►

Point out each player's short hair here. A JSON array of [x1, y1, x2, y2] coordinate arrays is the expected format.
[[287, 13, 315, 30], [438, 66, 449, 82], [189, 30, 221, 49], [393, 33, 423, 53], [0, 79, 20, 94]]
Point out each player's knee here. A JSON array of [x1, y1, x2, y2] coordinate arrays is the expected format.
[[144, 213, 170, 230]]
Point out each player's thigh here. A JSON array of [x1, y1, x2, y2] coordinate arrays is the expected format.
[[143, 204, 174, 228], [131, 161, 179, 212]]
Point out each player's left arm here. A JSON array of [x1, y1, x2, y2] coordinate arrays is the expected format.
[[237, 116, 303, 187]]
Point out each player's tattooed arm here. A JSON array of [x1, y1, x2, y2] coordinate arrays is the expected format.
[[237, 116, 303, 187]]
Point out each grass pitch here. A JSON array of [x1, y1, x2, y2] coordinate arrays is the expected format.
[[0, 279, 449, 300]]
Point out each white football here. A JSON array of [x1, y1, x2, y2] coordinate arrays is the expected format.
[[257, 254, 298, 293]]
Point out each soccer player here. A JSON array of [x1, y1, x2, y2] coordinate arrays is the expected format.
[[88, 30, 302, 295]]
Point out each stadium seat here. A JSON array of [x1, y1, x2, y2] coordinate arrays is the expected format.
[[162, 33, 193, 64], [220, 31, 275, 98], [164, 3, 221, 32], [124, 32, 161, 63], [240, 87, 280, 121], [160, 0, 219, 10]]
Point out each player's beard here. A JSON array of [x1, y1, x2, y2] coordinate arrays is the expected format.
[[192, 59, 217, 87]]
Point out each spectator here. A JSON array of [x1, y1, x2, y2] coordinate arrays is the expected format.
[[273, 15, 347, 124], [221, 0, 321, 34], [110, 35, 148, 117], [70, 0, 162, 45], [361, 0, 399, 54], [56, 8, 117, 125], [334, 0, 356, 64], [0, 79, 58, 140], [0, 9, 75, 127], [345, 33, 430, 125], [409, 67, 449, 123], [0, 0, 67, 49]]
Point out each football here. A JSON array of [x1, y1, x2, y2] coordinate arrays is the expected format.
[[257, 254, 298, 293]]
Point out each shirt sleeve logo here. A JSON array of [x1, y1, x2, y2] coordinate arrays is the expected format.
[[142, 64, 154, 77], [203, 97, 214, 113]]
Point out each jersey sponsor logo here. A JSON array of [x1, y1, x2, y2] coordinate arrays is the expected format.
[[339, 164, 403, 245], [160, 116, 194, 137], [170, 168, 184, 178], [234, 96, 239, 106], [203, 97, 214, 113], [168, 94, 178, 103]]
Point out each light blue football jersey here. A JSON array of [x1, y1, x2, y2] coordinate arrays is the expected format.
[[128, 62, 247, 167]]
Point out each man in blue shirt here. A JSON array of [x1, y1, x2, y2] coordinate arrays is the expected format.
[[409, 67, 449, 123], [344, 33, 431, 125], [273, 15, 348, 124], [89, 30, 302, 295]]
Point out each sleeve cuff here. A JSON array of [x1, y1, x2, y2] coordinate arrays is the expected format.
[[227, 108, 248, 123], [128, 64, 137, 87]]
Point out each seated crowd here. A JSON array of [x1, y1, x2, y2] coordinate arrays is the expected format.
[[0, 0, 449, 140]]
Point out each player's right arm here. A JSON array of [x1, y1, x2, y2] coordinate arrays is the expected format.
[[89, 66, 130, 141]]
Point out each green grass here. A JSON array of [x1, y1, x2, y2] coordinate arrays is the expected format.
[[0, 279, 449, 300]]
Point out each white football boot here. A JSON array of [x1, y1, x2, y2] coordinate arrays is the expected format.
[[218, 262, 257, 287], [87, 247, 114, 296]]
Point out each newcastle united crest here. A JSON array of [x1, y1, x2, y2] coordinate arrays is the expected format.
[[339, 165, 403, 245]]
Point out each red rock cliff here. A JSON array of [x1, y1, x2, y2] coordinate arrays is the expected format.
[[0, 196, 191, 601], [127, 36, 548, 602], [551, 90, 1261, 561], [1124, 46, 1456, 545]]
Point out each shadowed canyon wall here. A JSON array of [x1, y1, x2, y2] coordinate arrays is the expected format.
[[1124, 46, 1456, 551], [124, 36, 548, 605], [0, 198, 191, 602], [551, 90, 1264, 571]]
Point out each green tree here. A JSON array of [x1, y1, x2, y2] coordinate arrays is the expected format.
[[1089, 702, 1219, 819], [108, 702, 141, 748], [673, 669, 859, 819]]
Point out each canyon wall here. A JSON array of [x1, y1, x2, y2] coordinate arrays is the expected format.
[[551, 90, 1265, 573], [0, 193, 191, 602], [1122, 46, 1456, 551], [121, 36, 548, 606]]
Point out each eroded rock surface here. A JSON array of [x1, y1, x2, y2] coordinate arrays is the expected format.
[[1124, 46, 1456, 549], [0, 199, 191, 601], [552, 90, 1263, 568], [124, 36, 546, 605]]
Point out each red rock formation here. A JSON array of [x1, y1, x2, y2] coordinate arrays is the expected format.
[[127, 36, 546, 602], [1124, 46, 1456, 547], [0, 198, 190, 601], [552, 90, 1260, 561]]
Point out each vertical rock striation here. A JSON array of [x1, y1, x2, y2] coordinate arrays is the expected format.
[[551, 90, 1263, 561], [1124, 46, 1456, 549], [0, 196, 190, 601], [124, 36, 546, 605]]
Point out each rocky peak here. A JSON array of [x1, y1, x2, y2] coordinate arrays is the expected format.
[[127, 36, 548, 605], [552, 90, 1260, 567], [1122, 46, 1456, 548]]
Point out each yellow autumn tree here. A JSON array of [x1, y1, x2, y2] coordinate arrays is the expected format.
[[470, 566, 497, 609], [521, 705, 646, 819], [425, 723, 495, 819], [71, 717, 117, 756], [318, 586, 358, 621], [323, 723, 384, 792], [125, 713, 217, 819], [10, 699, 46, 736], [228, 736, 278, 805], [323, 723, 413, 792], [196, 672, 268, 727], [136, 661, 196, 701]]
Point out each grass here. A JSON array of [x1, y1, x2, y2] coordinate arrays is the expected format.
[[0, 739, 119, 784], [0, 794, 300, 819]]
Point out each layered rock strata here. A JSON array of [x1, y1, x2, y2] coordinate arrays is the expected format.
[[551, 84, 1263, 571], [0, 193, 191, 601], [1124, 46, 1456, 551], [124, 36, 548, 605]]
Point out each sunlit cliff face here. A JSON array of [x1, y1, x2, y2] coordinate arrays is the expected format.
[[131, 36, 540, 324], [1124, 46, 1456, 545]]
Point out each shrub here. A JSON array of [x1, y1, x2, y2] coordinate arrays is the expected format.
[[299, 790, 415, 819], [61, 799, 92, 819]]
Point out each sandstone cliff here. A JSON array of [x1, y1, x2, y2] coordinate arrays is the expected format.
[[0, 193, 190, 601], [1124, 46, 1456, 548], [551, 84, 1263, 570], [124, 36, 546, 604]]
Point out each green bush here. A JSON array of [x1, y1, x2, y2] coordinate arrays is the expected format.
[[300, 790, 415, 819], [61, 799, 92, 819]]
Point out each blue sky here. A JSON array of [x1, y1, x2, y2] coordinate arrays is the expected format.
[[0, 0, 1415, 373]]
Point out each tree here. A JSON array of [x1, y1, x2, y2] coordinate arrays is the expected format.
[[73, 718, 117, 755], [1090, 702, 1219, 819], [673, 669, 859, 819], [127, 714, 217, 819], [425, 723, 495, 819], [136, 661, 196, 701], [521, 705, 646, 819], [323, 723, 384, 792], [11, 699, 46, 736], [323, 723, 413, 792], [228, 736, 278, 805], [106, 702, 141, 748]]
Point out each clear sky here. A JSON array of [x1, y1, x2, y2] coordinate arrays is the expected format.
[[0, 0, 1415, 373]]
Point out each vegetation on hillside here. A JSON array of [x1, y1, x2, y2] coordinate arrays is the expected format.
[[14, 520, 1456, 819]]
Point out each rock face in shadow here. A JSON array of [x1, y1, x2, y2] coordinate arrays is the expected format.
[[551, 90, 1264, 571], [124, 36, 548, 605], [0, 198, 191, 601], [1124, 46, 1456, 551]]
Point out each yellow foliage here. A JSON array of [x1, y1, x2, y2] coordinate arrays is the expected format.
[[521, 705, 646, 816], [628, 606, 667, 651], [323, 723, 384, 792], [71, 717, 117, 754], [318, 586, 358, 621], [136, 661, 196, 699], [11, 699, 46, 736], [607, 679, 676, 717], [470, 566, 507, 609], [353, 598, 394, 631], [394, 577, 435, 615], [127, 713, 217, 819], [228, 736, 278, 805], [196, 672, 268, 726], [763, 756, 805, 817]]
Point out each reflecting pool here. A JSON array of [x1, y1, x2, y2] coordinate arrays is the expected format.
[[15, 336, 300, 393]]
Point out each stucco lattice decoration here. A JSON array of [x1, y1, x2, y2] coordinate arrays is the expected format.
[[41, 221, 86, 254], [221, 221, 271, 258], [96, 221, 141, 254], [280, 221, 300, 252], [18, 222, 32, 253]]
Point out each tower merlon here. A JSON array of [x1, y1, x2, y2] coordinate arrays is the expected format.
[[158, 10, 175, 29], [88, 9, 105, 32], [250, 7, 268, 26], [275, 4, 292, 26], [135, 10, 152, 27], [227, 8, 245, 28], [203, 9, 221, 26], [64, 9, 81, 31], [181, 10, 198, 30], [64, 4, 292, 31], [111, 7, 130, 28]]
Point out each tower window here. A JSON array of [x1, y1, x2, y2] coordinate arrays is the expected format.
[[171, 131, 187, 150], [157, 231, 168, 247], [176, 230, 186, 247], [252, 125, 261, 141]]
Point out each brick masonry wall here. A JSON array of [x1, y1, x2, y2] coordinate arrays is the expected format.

◄

Reproduce the items from the start of the records through the line containing "[[192, 59, 217, 87]]", substituting "required" for every occurrence of "expected" and leaving all else unchanged.

Point out each player's short hair here. A JSON array of [x1, y1, x2, y2] coordinate arrays is the required format.
[[287, 13, 315, 30], [438, 66, 449, 82], [189, 30, 221, 49], [393, 33, 423, 53], [0, 79, 20, 94]]
Point out each player's knee here. A JSON array of [x1, y1, x2, y2] coordinate arrays is the required format.
[[144, 213, 170, 230]]
Point out each player's thigh here. A JSON array of [x1, y1, x2, y2] coordinate arrays is the required format.
[[143, 204, 174, 228], [131, 161, 179, 212]]
Point out each player's left arm here. A JSON array of [x1, y1, x2, y2] coordinate arrays is the required format.
[[237, 116, 303, 187]]
Point out each player's tattooed arm here. A JSON array of [x1, y1, x2, y2] coordinate arrays is the required format.
[[237, 116, 303, 187]]
Point out each grass pitch here. A JSON array of [x1, y1, x2, y2] coordinate arrays is the required format.
[[0, 279, 449, 300]]
Point out each white football here. A JSON array of [x1, y1, x2, y2] coordinate arrays is the required format.
[[257, 254, 298, 293]]
Point out each soccer player here. A JSON array of [x1, y1, x2, y2] coordinate arrays is the required format.
[[88, 30, 302, 295]]
Point out each stadium seat here. A JSON array of [x1, y1, x2, y2] coordinate arrays is the required format.
[[162, 33, 193, 64], [220, 31, 275, 98], [164, 3, 221, 32], [124, 32, 161, 63], [240, 87, 280, 121], [160, 0, 219, 10]]
Point out each player's beard here. A JSON array of [x1, y1, x2, y2] coordinate arrays is the required format.
[[192, 59, 217, 87]]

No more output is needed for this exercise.